> SELECTED EXTRACT:
BROOKE GLADSTONE: This week a Chinese court found Internet entrepreneur Huang Qi guilty of subversion for posting articles on his web site promoting democracy and human rights. According to a watchdog group called the Digital Freedom Network, roughly 10 people in China have become political prisoners because of their actions on the net! In 3 years China's Internet users have climbed from 2 million to 23 million. China responds with new filtering and monitoring software and crackdowns that have closed some 8,000 Internet cafes this year.
Not long ago, President Clinton observed that China's effort to control the Internet was like trying to nail jello to the wall. But so far it seems the jello is staying put. Several news studies reported recently in the Christian Science Monitor suggest that rather than flooding China with Western ideas, the Internet is actually expanding the control of the Chinese authorities.
We're joined now by author and China specialist Orville Schell. Mr. Schell, we've always been told that it's impossible to regulate political expression on the Internet -- that it can't be done! Is China doing it?
ORVILLE SCHELL: Well China's really on the horns of quite a dilemma. On the one hand it, it has recognized that it desperately needs the Internet for business purposes, but at the same time it's very circumspect about the political consequences of an unfettered Internet so that -- and what it's tried to do as in so much of the rest of the reform agenda is to separate what it views as the good from the bad and it wants economic reform but not political reform.
And on the Internet it wants the facility the Internet provides for business and commerce but it doesn't want the facility it also provides for political expression and interchange.
BROOKE GLADSTONE:Isn't the toothpaste out of the tube for China? I've read that the number of Internet users in the country doubled in the first 8 months of this year to roughly 17 million and that the Chinese are buying PCs at a faster rate than anywhere else in Asia!
ORVILLE SCHELL: I think it, it is true, but at the same time more and more people are going on line. There is also a very concerted effort to both block web sites abroad that are considered unfavorable to the Chinese Communist Party but also in some measure as well to, to oversee and regulate e-mail traffic by looking for key words, by making people register to get on line, even if they go into one of China's many Internet cafes.

> SUPPLIED DATA:

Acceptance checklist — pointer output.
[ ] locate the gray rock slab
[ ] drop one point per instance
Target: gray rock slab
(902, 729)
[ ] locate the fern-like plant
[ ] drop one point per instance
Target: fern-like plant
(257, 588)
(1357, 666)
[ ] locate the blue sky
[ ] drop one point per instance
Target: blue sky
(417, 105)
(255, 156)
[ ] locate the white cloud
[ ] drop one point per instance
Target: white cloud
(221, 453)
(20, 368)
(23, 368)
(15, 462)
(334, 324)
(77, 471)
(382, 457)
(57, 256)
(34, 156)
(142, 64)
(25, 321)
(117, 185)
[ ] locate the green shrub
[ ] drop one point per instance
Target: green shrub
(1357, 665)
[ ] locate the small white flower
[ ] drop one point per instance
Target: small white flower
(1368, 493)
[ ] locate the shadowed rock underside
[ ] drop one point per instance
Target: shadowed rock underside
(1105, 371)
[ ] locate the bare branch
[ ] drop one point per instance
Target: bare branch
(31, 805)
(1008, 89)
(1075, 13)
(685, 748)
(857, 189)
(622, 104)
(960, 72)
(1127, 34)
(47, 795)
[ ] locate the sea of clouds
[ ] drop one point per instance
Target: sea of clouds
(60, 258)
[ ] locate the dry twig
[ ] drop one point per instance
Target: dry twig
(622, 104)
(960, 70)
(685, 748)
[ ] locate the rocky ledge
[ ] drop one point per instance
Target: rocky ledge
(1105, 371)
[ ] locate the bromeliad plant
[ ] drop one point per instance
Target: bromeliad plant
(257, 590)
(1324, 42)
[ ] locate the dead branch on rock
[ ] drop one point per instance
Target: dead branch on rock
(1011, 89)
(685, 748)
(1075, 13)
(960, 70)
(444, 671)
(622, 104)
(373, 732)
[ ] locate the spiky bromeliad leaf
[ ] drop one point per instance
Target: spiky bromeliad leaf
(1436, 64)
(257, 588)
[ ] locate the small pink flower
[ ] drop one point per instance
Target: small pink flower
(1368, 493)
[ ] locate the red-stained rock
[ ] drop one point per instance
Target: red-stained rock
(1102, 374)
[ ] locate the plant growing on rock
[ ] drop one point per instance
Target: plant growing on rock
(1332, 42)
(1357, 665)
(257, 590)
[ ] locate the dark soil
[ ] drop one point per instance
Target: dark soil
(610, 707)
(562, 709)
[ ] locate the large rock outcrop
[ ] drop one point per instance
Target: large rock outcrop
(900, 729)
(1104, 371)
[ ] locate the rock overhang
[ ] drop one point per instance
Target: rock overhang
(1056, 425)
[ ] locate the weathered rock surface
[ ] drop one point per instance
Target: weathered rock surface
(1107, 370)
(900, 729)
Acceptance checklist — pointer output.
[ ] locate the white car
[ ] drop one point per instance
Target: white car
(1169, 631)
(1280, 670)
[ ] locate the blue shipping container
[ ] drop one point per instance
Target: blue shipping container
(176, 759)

> EXERCISES TO COMPLETE:
(a) From the transcript on China's Internet controls, extract the passage from "BROOKE GLADSTONE: This" up to and including "cafes this year.".
(b) Condense the paragraph of the transcript on China's Internet controls that begins "Not long ago, President Clinton observed" into a short bulleted list that keeps its main facts.

> ANSWERS PER TASK:
(a)
BROOKE GLADSTONE: This week a Chinese court found Internet entrepreneur Huang Qi guilty of subversion for posting articles on his web site promoting democracy and human rights. According to a watchdog group called the Digital Freedom Network, roughly 10 people in China have become political prisoners because of their actions on the net! In 3 years China's Internet users have climbed from 2 million to 23 million. China responds with new filtering and monitoring software and crackdowns that have closed some 8,000 Internet cafes this year.

(b)
- President Clinton recently said that China's effort to control the Internet was like trying to nail jello to the wall.
- So far, the jello seems to be staying put.
- Several news studies, recently reported in the Christian Science Monitor, suggest that the Internet is expanding the control of the Chinese authorities rather than flooding China with Western ideas.